▸ **Passage given**:
Saturday, December 25, 2010

'Tis the Season for Southern Cookin': A Christmas Feast

Merry Christmas! We hope you're enjoying a wonderful day with family and friends, lots of presents, and delicious food. As you sit down for your own Christmas feast this evening, we've got a holiday meal to offer you as well. We've cooked up you a lavish Christmas dinner, based on a Christmas menu listed in Atlanta's own The Dixie cook-book (1883). Below you'll find the full dinner menu, with recipes waiting for you after the jump. Enjoy! 


A Christmas Dinner Menu

Raw oysters served with sliced lemon
Turtle soup
Baked fresh fish
Roast turkey garnished with fried oysters
Mashed potatoes
Lima beans
Pickled beets
Mayonnaise of chicken salad
Celery
Cranberry sauce
Christmas plum pudding with rich sauce
Mince pie
Sponge and lady cake mixed
Fruit and nuts

Merry Christmas!

Merry Christmas, dear readers! May your day be filled with everything that brings you joy! 
 

Friday, December 24, 2010

Christmas Trees in the Era of Gone with the Wind

In 1870, Christmas was proclaimed an official federal holiday, in an effort to unite into one celebration a country that had been divided by a war. The foundations to this project lay in a series of elements that were already common to Christmas celebrations both in the North and in the South and that ultimately contributed to forging an American identity. It's on one of these elements that we are going to focus today: the Christmas tree.

▸ **Material for this task**:
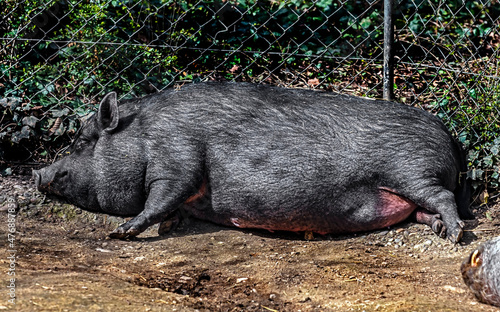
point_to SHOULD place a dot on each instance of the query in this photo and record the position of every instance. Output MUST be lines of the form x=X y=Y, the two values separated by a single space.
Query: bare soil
x=65 y=262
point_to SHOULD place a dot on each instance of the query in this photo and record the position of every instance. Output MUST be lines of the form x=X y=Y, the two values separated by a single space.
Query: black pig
x=265 y=157
x=481 y=272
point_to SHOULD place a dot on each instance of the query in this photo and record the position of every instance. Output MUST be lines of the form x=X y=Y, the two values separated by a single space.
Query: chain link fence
x=58 y=58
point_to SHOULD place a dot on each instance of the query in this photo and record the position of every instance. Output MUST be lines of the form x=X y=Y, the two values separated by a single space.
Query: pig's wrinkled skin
x=481 y=272
x=255 y=156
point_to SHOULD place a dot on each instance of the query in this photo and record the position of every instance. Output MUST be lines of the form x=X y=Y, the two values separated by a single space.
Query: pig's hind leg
x=439 y=202
x=433 y=220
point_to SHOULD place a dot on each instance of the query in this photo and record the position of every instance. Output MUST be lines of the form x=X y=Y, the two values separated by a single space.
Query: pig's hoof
x=120 y=233
x=168 y=226
x=455 y=234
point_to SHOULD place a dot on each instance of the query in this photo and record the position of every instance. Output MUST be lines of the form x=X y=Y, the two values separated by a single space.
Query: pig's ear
x=108 y=113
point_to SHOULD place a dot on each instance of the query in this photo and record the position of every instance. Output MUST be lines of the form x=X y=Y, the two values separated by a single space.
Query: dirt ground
x=65 y=262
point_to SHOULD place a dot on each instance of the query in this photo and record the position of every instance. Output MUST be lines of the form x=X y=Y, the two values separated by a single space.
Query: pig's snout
x=37 y=177
x=46 y=180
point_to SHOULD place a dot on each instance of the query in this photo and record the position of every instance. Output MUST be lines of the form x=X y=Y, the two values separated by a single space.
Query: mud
x=65 y=262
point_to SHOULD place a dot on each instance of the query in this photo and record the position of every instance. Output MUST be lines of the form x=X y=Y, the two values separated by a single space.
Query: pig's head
x=74 y=177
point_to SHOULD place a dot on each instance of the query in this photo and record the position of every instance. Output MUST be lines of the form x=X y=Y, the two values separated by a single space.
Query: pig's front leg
x=161 y=202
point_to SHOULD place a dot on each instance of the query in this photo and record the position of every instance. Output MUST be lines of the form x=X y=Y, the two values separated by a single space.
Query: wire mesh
x=59 y=57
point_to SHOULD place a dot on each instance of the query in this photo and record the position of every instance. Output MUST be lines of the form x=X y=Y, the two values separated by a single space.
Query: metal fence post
x=388 y=70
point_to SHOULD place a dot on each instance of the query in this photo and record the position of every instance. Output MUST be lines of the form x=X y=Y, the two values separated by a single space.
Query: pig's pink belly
x=390 y=209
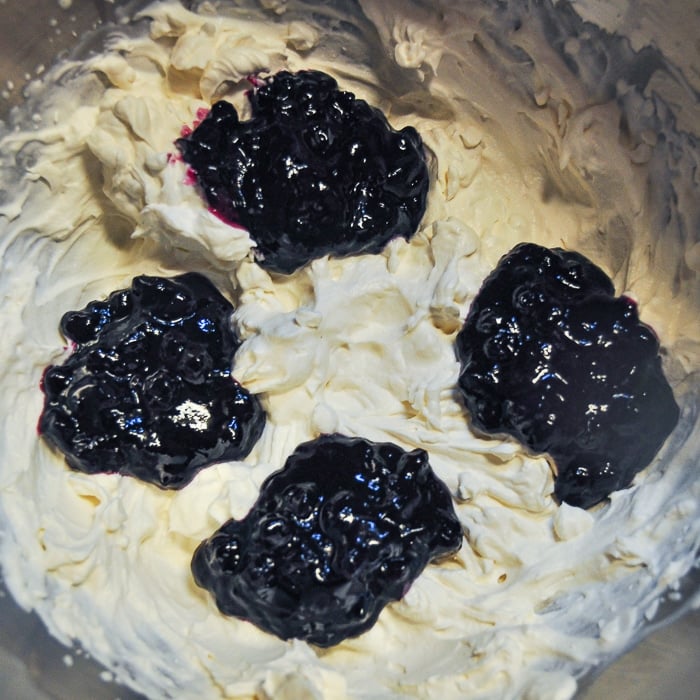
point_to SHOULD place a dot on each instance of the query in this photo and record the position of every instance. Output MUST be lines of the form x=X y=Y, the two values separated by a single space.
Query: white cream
x=363 y=345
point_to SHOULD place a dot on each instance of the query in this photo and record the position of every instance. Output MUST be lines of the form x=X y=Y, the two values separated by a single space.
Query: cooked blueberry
x=550 y=356
x=343 y=529
x=148 y=389
x=315 y=171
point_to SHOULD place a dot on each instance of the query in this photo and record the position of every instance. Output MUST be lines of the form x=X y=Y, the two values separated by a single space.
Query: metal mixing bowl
x=33 y=666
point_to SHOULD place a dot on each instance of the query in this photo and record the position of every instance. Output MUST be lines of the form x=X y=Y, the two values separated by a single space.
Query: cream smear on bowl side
x=519 y=150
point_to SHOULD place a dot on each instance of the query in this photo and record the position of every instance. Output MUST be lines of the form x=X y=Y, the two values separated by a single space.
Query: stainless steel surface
x=33 y=666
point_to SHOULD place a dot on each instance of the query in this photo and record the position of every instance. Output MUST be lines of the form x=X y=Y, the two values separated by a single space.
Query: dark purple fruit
x=343 y=529
x=148 y=390
x=550 y=356
x=315 y=171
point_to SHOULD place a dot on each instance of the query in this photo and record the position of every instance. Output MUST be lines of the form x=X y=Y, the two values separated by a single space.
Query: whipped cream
x=519 y=149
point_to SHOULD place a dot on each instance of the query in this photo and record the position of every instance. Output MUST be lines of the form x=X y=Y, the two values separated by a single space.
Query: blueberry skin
x=550 y=356
x=315 y=171
x=148 y=390
x=344 y=528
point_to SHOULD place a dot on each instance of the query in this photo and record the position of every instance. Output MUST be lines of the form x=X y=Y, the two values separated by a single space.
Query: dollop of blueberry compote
x=550 y=356
x=344 y=528
x=315 y=171
x=148 y=389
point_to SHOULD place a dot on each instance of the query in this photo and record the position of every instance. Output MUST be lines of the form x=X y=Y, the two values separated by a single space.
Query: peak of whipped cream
x=531 y=135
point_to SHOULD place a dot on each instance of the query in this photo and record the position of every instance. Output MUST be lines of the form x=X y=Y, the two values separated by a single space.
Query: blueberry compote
x=315 y=171
x=148 y=389
x=343 y=529
x=552 y=357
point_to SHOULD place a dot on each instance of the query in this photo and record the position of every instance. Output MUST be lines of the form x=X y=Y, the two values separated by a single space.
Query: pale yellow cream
x=518 y=151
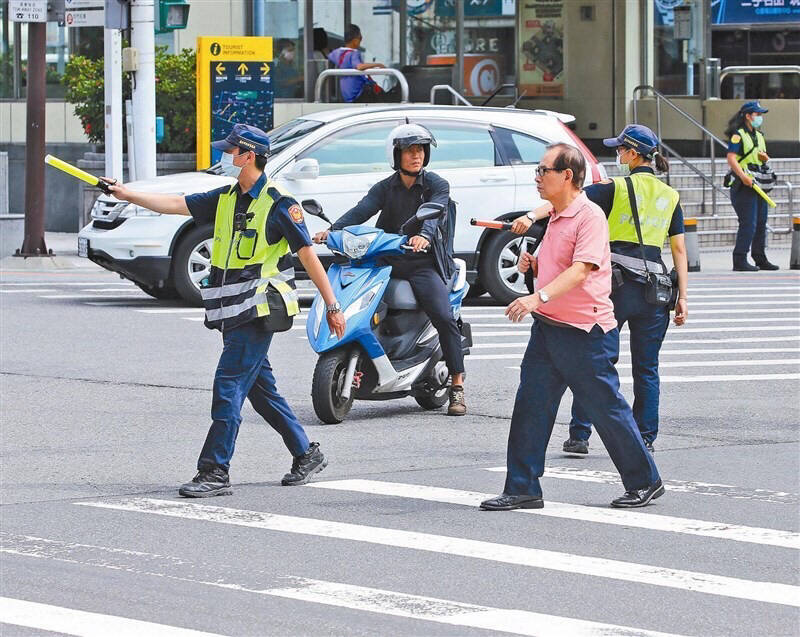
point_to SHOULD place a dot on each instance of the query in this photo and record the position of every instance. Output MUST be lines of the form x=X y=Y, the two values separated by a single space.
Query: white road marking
x=682 y=330
x=676 y=486
x=684 y=341
x=77 y=622
x=323 y=592
x=768 y=592
x=443 y=611
x=667 y=352
x=619 y=517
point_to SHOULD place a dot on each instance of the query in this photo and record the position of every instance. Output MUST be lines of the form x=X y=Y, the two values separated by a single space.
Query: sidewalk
x=65 y=248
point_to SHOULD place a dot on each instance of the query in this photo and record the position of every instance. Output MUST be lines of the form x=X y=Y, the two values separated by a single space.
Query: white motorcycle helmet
x=407 y=135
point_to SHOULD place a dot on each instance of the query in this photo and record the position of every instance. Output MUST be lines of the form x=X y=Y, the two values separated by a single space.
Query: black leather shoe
x=639 y=497
x=743 y=265
x=576 y=446
x=206 y=484
x=764 y=264
x=506 y=502
x=305 y=466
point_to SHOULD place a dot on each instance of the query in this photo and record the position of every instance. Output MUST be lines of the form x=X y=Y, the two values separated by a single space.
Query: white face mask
x=624 y=168
x=228 y=168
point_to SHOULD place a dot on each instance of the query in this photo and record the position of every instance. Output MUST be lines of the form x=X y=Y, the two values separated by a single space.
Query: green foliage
x=175 y=97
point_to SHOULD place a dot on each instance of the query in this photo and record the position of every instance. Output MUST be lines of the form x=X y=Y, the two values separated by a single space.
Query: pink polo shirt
x=579 y=233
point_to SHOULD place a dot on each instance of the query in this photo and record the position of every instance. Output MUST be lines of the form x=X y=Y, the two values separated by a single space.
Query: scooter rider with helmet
x=408 y=150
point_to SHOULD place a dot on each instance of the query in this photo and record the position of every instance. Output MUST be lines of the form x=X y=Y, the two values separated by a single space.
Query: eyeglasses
x=541 y=171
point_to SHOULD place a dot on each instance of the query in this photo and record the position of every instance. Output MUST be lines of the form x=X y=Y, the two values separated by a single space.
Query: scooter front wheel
x=327 y=386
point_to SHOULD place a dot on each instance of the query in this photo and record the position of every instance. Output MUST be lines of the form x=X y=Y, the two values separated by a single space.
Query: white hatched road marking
x=651 y=521
x=684 y=341
x=77 y=622
x=667 y=352
x=769 y=592
x=372 y=600
x=678 y=486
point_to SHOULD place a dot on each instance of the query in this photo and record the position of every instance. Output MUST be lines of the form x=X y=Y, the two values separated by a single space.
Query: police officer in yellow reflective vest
x=660 y=215
x=248 y=295
x=747 y=153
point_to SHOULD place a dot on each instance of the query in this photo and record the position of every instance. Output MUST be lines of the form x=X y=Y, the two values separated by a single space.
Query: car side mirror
x=307 y=168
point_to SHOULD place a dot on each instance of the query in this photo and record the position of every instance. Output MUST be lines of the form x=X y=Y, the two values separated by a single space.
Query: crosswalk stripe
x=674 y=486
x=668 y=352
x=682 y=330
x=651 y=521
x=716 y=363
x=669 y=341
x=769 y=592
x=77 y=622
x=362 y=598
x=519 y=622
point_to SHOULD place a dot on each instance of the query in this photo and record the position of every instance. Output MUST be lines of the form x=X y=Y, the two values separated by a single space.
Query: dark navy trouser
x=244 y=372
x=561 y=357
x=751 y=209
x=648 y=325
x=434 y=299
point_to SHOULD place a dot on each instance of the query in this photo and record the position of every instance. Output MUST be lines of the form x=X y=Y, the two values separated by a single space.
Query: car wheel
x=498 y=269
x=192 y=263
x=165 y=293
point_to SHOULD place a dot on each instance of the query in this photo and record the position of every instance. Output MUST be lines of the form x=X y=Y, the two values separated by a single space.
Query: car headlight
x=132 y=210
x=356 y=246
x=362 y=302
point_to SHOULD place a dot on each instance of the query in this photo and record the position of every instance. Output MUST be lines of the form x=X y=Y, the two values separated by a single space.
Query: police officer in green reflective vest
x=248 y=295
x=747 y=153
x=660 y=215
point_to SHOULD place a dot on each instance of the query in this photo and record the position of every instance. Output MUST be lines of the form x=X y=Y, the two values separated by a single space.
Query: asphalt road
x=105 y=399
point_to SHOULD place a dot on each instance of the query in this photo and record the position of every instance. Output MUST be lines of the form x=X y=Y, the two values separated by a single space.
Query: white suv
x=487 y=154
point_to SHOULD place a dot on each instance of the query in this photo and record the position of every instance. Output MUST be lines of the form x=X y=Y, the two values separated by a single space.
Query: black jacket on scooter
x=397 y=204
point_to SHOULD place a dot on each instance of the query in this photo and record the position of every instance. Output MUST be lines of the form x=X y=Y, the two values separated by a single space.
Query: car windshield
x=291 y=131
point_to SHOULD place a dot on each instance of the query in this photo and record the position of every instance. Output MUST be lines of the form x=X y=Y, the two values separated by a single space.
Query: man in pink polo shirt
x=574 y=343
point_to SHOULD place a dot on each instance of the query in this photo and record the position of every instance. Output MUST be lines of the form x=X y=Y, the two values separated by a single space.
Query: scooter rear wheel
x=327 y=386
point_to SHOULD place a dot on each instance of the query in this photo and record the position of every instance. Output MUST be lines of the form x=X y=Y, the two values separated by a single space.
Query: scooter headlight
x=361 y=303
x=356 y=246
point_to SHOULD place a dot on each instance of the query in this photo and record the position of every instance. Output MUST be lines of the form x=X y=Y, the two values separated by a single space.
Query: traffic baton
x=765 y=196
x=76 y=172
x=494 y=225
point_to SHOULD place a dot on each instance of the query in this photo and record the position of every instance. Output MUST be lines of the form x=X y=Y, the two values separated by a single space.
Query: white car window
x=460 y=146
x=356 y=149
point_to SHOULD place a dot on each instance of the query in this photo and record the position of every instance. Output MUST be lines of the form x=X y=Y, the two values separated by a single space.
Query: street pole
x=112 y=73
x=33 y=241
x=144 y=88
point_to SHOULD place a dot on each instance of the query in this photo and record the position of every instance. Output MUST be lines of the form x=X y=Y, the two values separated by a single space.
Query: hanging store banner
x=540 y=47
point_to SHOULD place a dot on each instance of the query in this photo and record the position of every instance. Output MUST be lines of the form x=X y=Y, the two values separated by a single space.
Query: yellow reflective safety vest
x=750 y=150
x=245 y=269
x=656 y=202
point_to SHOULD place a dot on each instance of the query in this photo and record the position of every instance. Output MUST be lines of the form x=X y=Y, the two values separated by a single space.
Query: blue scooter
x=390 y=349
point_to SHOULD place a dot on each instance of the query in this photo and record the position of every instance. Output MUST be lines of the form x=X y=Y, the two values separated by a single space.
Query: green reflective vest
x=656 y=202
x=244 y=265
x=749 y=154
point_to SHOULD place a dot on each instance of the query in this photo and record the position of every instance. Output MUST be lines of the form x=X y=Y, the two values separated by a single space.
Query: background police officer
x=747 y=152
x=255 y=228
x=660 y=216
x=398 y=197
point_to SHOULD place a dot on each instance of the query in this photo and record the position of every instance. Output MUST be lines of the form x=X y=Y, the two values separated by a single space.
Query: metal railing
x=758 y=70
x=713 y=140
x=328 y=73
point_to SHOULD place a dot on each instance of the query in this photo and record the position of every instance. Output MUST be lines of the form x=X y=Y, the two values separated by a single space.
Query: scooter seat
x=400 y=296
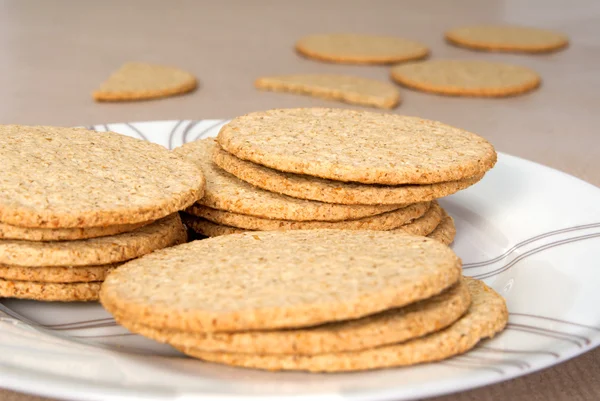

▸ **Written tasks**:
**1)** Answer these questions from the blog post:
(a) Which cookbook is the Christmas dinner menu based on?
(b) What is the roast turkey garnished with?
(c) In what year was Christmas proclaimed an official federal holiday?
**2)** Which lines of the entries contain the string "road"? Pick out each one and copy it.

▸ **Response list**:
**1)**
(a) The Dixie cook-book (1883), from Atlanta
(b) Fried oysters
(c) 1870

**2)**
Query: white road marking
Query: white hatched road marking
Query: asphalt road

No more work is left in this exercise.